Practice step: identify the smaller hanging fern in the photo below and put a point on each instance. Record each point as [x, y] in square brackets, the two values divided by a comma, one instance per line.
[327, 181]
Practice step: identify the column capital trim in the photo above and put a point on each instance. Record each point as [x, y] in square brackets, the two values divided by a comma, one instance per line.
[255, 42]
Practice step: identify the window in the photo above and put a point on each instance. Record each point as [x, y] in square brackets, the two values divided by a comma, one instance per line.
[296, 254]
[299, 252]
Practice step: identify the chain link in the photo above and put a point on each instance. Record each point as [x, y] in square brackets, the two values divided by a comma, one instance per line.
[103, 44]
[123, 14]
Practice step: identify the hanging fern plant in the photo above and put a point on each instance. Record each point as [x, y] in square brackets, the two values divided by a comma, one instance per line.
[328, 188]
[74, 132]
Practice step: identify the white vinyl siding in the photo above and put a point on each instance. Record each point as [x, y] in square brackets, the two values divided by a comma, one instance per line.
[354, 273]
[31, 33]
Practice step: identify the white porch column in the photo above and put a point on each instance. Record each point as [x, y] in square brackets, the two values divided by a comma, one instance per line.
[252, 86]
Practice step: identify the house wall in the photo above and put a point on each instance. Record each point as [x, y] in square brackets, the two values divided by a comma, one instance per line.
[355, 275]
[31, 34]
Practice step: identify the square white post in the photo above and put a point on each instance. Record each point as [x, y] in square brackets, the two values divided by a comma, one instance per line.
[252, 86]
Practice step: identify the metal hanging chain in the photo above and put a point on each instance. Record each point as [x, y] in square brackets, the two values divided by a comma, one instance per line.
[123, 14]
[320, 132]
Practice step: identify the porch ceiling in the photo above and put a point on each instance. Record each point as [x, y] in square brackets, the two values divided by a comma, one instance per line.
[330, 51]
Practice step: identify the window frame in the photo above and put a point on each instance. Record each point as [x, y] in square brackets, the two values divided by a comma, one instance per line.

____

■ **WHAT YOU HAVE TO DO**: Would you transcribe the records above exactly, leaving nothing out?

■ **SOLUTION BELOW**:
Practice step: identify the smaller hanging fern in the photo below and put a point on each instance. Record each point as [x, y] in square brackets, the two values divided by a comma, one instance per line.
[327, 181]
Practice step: identify the column capital trim in the photo above and put a point on each instance. Record each point as [x, y] in square brackets, the two values divided by a comma, one instance per line.
[255, 42]
Practice step: identify the window in the photo above and put a point on each instance. Record each point as [x, y] in square brackets, the two values divided by a comma, one instance per line.
[296, 254]
[299, 252]
Practice step: identify the chain link in the photo above and put a point on each instance. Record each point as [x, y] in square brackets, the two values divided by a comma, one instance per line.
[103, 44]
[123, 14]
Practice step: identify the hanging fern plant in the photo above and put a point on each instance. Record each point as [x, y] in square brackets, the two values divided by a comma, one instance per line.
[328, 188]
[74, 132]
Practice step: identify the white vinyl siding in the photo above and put a point on each instance. Record each point as [x, y] in square brackets, the two values divided by a comma, one instance per line.
[354, 273]
[31, 33]
Practice step: identify the white porch column in the photo above and put a point on each instance. Record each point as [x, y] in square brackets, the two values divided by a comma, one instance per line.
[252, 86]
Practice step: identify the house wall in the photo above and put a point on each instance. Record each point as [x, y] in square brackets, the two values divided by a comma, one instance per line.
[355, 275]
[31, 34]
Practice step: identify the square white post in the photo above and put a point on each instance. Record each point as [x, y] in square brackets, the two values divided by a comma, one instance per line.
[252, 86]
Practice step: identify the metal hanging chain in the photo above and put a point on each instance. Record each point as [x, y] in square brackets, the two values divided by a comma, one instance per line.
[123, 14]
[320, 132]
Practice step: identify the porch ceiling in the photo above and put a point on each instance. Record each point as [x, y] in square brackets, the two values divided by a comma, one instance per line.
[330, 51]
Practice step: identify the window frame in the photo above and put a point on each instance. Record each point as [x, y] in square brackets, the two values divided by a comma, one instance per line.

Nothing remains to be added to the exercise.